(DATA TO EXAMINE begins)

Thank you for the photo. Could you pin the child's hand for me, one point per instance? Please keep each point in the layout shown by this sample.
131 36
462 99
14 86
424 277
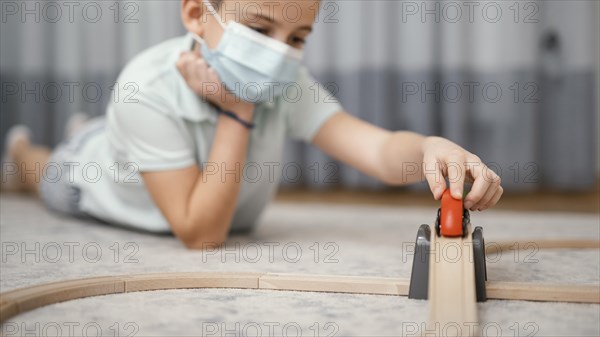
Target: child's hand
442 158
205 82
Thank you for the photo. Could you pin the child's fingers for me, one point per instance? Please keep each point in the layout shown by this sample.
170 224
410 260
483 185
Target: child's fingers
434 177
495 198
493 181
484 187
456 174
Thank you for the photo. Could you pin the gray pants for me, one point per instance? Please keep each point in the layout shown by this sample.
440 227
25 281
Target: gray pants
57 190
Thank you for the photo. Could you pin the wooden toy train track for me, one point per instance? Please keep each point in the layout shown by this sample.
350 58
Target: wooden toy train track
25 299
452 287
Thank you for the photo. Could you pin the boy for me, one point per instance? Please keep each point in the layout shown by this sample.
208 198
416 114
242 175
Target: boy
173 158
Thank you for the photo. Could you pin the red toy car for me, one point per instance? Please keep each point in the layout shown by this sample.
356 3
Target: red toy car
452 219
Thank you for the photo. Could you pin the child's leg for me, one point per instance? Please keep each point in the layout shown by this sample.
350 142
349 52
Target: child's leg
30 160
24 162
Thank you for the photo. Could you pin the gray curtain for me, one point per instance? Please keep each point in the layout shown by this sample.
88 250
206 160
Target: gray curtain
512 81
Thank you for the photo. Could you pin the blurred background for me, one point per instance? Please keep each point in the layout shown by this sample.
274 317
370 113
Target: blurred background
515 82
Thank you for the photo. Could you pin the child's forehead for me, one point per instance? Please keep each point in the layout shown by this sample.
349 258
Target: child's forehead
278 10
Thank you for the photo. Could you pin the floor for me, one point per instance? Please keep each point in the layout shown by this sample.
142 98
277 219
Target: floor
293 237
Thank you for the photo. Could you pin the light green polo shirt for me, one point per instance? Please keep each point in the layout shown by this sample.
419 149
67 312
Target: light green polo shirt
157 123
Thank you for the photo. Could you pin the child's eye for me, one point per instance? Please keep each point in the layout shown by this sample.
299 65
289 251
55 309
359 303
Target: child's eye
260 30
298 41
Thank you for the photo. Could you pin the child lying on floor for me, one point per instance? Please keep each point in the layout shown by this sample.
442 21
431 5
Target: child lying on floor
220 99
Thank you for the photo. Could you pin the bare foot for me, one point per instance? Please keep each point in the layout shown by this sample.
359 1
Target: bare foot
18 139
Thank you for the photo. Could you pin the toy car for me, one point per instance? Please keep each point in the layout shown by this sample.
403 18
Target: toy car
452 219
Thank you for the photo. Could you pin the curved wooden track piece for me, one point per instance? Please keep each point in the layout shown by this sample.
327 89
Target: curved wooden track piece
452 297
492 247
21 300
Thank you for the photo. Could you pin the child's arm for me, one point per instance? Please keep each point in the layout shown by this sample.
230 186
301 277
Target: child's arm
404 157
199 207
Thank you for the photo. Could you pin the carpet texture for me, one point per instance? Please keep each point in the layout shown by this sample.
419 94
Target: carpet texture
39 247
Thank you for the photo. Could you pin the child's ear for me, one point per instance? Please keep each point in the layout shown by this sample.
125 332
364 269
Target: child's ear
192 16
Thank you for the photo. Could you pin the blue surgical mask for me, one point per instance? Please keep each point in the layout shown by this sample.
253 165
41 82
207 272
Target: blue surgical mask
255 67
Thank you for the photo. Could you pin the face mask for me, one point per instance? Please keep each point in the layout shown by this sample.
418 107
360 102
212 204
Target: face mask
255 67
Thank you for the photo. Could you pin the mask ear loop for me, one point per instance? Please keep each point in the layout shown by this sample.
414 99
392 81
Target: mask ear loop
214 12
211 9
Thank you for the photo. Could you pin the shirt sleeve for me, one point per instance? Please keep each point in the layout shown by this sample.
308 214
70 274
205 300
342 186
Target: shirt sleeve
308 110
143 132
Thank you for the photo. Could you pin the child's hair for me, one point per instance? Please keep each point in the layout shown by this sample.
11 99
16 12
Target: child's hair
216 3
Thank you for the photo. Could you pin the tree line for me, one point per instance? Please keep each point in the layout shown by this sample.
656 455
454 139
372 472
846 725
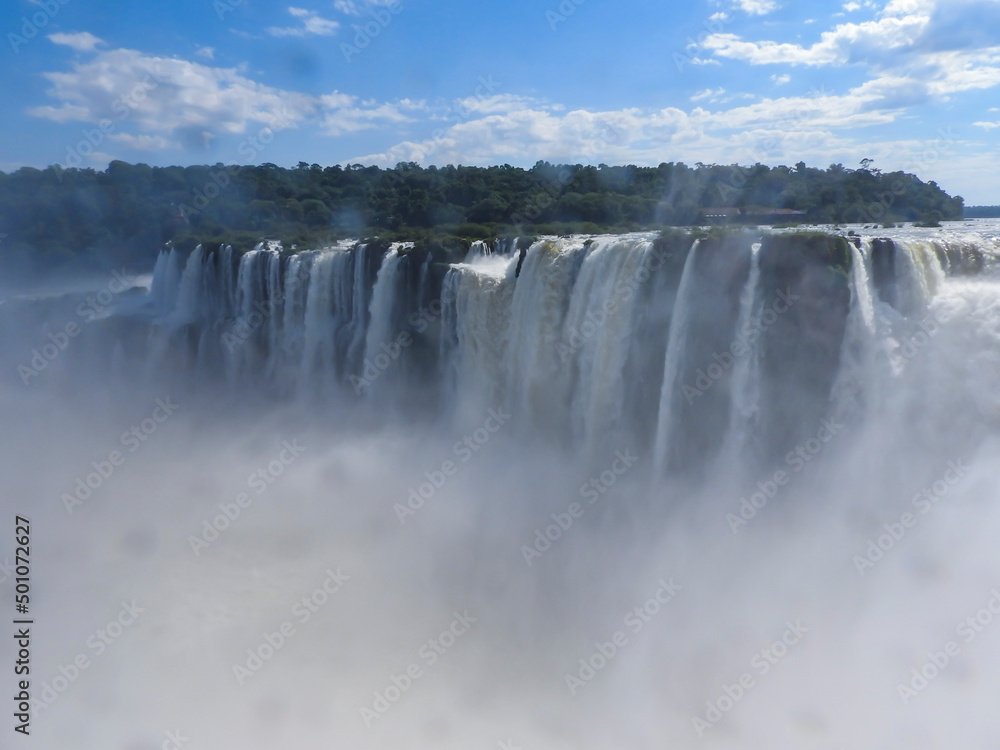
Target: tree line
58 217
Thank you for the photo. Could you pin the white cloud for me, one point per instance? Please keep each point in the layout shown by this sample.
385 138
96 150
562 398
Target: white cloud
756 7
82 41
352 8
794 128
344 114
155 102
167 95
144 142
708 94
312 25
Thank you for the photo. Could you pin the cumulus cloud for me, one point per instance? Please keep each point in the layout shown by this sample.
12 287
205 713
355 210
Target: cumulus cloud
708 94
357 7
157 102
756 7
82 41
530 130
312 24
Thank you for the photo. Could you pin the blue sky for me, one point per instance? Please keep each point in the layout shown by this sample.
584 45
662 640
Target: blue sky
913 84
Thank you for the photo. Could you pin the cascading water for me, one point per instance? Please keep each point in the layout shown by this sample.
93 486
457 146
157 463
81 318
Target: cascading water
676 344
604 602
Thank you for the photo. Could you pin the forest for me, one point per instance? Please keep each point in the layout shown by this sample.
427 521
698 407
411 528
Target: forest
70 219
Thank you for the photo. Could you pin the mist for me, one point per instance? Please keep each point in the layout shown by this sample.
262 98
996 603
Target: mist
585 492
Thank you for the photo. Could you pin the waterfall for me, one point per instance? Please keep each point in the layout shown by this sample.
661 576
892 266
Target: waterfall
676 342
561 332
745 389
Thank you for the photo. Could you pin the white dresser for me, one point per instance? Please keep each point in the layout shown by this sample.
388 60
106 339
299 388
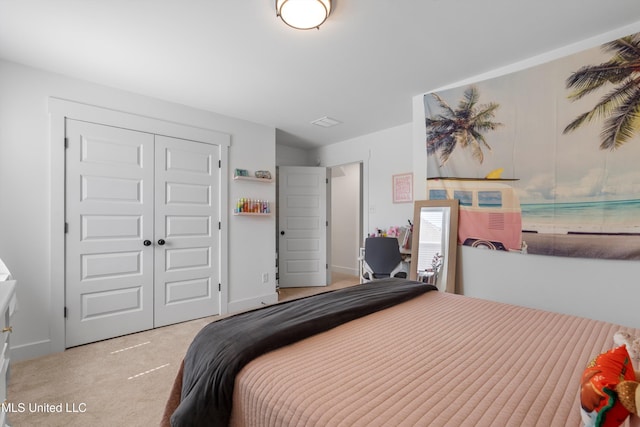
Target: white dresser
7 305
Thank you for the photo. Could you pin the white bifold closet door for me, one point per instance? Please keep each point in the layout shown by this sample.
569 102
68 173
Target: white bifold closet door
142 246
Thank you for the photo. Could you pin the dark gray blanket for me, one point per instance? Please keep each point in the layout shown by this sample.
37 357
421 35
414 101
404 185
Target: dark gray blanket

(DATA TO EXAMINE ends)

▶ **WHAT THE TASK ASKS**: What is wanted is a copy of every line in the listing that includes the word "blanket".

▶ **TASK SOLUTION**:
Thank you for the photo. Could you pin the dark gray blanket for me, one point per instance? Please keep each point in the layout shown by this sample.
Target: dark gray blanket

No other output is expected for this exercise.